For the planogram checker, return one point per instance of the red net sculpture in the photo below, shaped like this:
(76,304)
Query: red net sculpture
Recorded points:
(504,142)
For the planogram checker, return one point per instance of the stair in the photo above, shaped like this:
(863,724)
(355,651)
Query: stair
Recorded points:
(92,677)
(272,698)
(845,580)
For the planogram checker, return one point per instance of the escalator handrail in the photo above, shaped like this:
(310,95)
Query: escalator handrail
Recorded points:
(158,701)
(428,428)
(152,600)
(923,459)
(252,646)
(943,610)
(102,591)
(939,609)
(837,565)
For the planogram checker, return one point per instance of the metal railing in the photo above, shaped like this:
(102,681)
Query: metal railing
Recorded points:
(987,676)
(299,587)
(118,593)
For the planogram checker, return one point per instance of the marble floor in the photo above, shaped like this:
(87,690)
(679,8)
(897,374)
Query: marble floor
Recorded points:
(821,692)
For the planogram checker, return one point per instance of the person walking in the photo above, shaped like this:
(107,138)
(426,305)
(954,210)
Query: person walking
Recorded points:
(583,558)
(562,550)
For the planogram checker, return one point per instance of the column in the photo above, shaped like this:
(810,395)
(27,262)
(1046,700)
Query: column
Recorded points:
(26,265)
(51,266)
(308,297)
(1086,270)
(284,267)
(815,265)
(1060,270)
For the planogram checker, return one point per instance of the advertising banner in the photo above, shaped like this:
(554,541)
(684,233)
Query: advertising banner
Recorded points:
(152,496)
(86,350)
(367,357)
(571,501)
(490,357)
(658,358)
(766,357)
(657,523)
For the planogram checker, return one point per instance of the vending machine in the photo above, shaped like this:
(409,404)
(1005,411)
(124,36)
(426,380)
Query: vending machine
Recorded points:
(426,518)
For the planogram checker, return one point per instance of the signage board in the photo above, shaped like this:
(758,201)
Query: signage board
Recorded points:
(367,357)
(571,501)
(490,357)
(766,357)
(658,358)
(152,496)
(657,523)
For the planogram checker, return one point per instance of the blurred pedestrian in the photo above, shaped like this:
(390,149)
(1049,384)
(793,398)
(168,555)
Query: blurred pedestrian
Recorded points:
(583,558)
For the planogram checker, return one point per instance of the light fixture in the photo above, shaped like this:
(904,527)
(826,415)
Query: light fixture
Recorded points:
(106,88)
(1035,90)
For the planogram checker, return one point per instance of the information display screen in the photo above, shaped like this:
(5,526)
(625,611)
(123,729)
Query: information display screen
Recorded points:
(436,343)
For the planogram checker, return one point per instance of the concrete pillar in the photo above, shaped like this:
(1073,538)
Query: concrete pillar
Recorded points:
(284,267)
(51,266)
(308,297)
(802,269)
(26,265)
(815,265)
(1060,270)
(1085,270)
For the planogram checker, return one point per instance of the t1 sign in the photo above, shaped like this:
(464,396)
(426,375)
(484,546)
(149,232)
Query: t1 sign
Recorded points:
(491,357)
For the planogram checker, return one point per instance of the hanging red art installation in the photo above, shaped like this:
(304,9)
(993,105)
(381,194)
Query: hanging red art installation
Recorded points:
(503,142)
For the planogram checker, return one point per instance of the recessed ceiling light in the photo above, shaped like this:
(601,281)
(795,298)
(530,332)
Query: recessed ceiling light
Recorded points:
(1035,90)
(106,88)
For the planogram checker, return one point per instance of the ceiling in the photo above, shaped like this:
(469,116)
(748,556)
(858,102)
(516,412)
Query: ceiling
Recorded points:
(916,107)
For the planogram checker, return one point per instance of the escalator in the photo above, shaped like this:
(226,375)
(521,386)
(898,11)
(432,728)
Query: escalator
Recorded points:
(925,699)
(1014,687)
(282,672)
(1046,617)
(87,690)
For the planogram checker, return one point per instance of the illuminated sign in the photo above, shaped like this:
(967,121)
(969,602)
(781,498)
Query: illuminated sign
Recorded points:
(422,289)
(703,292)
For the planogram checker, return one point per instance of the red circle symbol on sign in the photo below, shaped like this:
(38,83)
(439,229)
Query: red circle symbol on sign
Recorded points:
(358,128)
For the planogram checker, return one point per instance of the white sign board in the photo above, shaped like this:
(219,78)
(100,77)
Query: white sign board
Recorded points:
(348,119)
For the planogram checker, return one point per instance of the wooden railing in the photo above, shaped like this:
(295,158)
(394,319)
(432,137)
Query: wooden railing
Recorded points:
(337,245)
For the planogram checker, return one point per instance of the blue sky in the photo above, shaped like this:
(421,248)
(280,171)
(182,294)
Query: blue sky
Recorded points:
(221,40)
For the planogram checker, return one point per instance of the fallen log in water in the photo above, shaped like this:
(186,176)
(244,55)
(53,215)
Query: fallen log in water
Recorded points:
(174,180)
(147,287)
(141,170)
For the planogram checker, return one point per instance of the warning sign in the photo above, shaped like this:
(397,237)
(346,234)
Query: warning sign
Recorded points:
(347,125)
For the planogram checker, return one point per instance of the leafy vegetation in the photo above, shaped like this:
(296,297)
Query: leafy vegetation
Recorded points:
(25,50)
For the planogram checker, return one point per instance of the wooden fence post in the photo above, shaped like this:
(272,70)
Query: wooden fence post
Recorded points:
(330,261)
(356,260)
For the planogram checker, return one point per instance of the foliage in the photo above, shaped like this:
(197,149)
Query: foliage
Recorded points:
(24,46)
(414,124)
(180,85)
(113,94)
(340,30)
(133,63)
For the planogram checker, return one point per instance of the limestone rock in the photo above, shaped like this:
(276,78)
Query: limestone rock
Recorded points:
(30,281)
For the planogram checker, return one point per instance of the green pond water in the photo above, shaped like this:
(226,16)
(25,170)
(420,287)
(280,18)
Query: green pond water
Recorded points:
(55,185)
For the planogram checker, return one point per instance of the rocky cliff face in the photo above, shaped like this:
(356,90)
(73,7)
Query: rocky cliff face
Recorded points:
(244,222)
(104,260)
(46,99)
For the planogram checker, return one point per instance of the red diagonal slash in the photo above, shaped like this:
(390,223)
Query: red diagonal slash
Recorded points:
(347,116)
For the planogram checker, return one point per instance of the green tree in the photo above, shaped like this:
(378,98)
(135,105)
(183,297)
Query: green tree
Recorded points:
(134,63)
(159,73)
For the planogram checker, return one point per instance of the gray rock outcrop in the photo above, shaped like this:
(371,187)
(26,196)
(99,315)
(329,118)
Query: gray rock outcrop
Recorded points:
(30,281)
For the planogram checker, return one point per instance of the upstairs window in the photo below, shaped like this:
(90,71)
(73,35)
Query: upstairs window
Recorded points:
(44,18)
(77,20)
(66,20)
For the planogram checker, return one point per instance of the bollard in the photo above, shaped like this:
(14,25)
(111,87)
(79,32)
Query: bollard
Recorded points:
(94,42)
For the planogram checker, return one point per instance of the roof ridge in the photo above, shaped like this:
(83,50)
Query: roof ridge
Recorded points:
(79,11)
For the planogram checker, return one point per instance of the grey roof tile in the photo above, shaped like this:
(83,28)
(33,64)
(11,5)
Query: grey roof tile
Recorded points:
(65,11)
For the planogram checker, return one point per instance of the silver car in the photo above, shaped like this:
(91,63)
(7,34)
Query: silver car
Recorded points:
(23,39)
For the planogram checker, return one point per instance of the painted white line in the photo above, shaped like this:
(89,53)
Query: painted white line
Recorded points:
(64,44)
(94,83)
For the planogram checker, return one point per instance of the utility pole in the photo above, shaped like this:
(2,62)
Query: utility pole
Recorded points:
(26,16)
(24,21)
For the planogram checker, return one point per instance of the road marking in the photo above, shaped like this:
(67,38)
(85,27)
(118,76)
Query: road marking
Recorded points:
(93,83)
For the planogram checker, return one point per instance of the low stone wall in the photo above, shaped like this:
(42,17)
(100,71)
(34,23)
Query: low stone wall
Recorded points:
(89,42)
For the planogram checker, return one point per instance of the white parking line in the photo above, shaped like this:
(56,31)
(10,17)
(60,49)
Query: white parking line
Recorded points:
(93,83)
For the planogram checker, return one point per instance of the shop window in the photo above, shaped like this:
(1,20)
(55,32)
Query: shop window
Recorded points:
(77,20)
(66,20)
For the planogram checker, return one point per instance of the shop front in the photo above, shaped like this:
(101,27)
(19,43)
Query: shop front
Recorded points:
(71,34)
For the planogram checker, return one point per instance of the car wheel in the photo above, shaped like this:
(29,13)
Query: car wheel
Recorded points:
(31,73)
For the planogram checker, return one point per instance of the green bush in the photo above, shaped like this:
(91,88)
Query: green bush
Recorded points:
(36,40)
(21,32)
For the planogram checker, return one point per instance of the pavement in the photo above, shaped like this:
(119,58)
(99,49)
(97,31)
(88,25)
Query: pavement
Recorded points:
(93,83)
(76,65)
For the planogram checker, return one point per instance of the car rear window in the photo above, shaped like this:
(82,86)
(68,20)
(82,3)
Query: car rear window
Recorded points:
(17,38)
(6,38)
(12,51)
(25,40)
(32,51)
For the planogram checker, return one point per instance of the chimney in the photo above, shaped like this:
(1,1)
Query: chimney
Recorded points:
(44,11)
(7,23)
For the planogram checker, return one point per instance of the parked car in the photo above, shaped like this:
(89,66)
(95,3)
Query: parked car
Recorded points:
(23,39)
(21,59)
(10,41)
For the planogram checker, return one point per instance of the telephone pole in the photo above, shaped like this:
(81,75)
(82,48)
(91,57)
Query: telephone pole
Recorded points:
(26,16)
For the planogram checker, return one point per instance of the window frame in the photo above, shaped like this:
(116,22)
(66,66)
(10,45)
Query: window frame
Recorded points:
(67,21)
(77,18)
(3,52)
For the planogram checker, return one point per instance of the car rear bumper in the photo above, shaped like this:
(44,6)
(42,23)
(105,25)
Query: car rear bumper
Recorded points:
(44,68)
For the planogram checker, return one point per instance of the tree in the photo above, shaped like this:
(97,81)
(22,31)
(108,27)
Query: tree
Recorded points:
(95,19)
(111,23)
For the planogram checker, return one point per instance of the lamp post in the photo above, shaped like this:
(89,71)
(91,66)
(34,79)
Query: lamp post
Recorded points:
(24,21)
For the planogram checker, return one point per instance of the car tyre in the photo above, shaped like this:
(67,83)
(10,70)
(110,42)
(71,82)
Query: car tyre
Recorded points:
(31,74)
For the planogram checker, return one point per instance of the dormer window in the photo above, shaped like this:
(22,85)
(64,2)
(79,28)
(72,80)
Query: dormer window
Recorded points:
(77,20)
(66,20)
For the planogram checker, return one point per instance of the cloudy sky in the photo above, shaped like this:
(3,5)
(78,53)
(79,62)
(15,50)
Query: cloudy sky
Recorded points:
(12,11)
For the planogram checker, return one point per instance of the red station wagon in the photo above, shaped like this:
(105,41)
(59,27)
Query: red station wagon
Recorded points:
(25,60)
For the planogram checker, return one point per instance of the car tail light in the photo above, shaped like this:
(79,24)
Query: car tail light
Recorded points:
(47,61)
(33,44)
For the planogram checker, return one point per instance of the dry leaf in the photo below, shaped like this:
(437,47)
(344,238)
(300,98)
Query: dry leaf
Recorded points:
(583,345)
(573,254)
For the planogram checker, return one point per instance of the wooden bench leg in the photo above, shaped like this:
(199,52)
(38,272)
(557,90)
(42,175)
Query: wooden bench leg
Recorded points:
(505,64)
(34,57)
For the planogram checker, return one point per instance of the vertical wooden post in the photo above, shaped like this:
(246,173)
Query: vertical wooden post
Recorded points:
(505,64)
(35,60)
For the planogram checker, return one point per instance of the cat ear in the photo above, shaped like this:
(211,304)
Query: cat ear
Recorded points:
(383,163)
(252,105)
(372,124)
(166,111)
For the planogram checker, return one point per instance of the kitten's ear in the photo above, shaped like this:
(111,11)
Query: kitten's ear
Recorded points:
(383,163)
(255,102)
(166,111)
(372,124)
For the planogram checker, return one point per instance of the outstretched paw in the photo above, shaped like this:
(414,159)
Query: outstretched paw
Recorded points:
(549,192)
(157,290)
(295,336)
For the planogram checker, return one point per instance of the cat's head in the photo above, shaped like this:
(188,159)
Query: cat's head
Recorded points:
==*==
The task: Transcribe exactly the line containing "the red station" and all remaining lines of the material, ending with the last one.

Answer for this exercise:
For the planogram checker, return one point per instance of the red station wagon in the photo above, shaped like this:
(105,41)
(59,27)
Query: red station wagon
Recorded points:
(25,60)
For the planogram checker, return one point per instance of the car tail light in the photo above, shaped like this:
(79,24)
Query: car tail light
Recorded points:
(47,61)
(33,44)
For the planogram checker, return one point per instance of the dry leaf in the photo below, shaped like this:
(437,47)
(344,238)
(300,98)
Query: dry leaf
Recorded points:
(583,345)
(573,254)
For the planogram checker, return one point per instance of the wooden bench leg in the photo above, shaped like this:
(199,52)
(38,272)
(557,90)
(42,175)
Query: wooden bench leg
Recorded points:
(505,64)
(34,57)
For the planogram checker, return one point per instance of the vertical wooden post in the photo above, shaped like this:
(246,173)
Query: vertical wooden post
Recorded points:
(505,64)
(35,60)
For the planogram checker, return one point per instance of the cat ear in the photo above, shaped like this:
(211,304)
Query: cat ear
Recorded points:
(383,163)
(252,105)
(372,124)
(166,111)
For the planogram checker, return one point per instance of the kitten's ear in the photo above, shaped like this:
(111,11)
Query: kitten's ear
Recorded points:
(383,163)
(255,102)
(166,111)
(372,124)
For the planogram checker, return one point per instance of the outstretched paw in the photo above, shaped like this:
(414,159)
Query: outstretched paw
Recorded points:
(549,192)
(157,290)
(295,336)
For the planogram checker, return one point per instance of the cat's head in the photo above, shaped like this:
(188,159)
Query: cat's head
Recorded points:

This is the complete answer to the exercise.